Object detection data
--------
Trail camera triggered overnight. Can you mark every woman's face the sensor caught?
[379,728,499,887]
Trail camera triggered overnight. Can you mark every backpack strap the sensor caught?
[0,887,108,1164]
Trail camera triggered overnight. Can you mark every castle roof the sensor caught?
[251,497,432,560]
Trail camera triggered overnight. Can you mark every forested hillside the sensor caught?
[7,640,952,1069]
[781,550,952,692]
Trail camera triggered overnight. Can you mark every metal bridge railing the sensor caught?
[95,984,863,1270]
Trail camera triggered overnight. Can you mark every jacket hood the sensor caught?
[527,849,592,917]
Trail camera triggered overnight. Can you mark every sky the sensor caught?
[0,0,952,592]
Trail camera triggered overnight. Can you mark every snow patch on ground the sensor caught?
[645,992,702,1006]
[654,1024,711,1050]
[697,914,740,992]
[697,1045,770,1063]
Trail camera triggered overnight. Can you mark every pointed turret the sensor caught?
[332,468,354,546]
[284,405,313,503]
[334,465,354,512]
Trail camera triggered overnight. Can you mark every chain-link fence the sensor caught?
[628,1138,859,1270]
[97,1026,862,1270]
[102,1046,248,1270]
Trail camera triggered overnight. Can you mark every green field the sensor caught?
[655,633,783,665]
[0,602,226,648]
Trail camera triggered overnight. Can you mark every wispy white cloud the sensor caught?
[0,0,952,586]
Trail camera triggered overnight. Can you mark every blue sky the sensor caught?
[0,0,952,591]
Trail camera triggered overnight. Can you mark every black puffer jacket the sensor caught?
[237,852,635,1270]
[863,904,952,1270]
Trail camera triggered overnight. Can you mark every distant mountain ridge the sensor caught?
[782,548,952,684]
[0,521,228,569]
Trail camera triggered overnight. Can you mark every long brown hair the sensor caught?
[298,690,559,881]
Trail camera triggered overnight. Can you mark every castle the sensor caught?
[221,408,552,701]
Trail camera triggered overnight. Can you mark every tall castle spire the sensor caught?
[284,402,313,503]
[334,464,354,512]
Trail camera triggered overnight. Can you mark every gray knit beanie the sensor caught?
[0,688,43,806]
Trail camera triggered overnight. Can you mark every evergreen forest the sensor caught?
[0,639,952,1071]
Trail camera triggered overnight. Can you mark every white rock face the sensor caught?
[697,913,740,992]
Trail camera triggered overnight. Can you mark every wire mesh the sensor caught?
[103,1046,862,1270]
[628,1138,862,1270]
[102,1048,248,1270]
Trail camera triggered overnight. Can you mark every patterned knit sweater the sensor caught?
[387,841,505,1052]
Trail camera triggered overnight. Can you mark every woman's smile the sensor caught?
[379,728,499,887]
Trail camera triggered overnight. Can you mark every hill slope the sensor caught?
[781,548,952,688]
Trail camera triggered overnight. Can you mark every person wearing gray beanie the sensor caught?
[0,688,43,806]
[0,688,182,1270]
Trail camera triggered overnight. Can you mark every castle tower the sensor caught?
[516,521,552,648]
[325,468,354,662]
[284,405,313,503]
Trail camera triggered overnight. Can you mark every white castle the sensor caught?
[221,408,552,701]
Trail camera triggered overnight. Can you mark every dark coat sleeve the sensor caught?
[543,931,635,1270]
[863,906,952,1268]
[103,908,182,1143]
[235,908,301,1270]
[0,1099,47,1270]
--------
#### Aim
Swap every "sensor" in the material above for "lens" and write out all of its lines again, with nothing else changed.

#### Worked solution
Trail camera triggered overnight. Can you mark every woman's face the lens caught?
[379,728,499,887]
Trail camera triggered overnight. Can you mark every backpack strap the lens caught?
[0,887,108,1164]
Trail camera triggered overnight. Can you mark every castle roof the lens caught?
[251,497,432,560]
Trail camera triggered overnight. Can you mark every forested hillside the lens caught?
[7,640,952,1069]
[781,550,952,692]
Trail camera triggered overnight. Can you mark every metal bridge railing the lens caught?
[95,984,863,1270]
Trail camera triggered overnight. Can you mark every jacket hood the lens caught?
[527,849,592,917]
Trail camera triggered overnight. Can you mark every sky the lens caught?
[0,0,952,592]
Trail camera triggered overnight. Can you mark every snow patch on ground the lens caught?
[645,992,702,1006]
[654,1024,711,1050]
[697,914,740,992]
[697,1045,770,1063]
Trail camera triggered overnight. Can you mark every pointed turret the lens caught?
[332,468,354,546]
[284,405,313,503]
[334,465,354,512]
Trail camera triggered overnight. Can you mark every chain-link fence the lens caught?
[628,1138,859,1270]
[97,1026,862,1270]
[102,1046,248,1270]
Trail camera triggered overnight. Can you mark every green field the lens caught?
[655,633,783,665]
[0,602,226,648]
Trail camera triggered overnight. Can you mark every wispy white cloud the lens caught?
[0,0,952,586]
Trail camera triggered overnight. Can you mark every blue sky the lens caught?
[0,0,952,591]
Trail camera triggered overnight. Can you mark every black puffer jacket the lens caught?
[237,852,635,1270]
[863,904,952,1270]
Trail camera triggered overnight. Can you mark every distant mountain ridge the lens caught?
[782,548,952,684]
[0,521,228,569]
Trail camera triggered overnight. Can you mark every long brown hair the lens caught?
[298,690,559,881]
Trail camera triggered overnight. Can you mark every castle the lens caught?
[221,408,552,701]
Trail camera triggered overnight. Can you mark every tall castle spire the lens caught?
[284,402,313,503]
[334,464,354,512]
Trail camera triggered overnight. Can you mark every gray knit beanie the lens caught?
[0,688,43,806]
Trail camera triggered overnight. Can you mark every evergreen forest the lens caught?
[0,639,952,1071]
Trail camera triggered overnight. Can you mark every white rock face the lens caught?
[697,913,740,992]
Trail camera triggered overnight. Can you mark every wire mesh the lens caught?
[103,1046,862,1270]
[628,1138,862,1270]
[102,1048,248,1270]
Trail camera triggered overnight. Can you mark every patterned knit sweater the lens caught?
[387,841,505,1052]
Trail camera triggered overnight. Can you mark every woman's smile the lens caught?
[379,728,499,887]
Trail camera triggered overnight. Can you mark every hill slope the lens caught?
[781,548,952,688]
Trail camera triggered overnight. Can you mark every person wearing gray beanie the lens caught?
[0,688,43,806]
[0,688,182,1270]
Trail camera triggered overnight. Can you mark every castle tower the lens caught?
[516,521,552,648]
[325,468,354,662]
[284,405,313,503]
Trail camera triggered overnight. Can you mark every white castle the lens caught?
[221,408,552,701]
Trail camera triggered overnight. Can you mark every dark coat sleeve the lens caught?
[543,931,635,1270]
[863,906,952,1268]
[103,908,182,1143]
[235,908,301,1270]
[0,1099,47,1270]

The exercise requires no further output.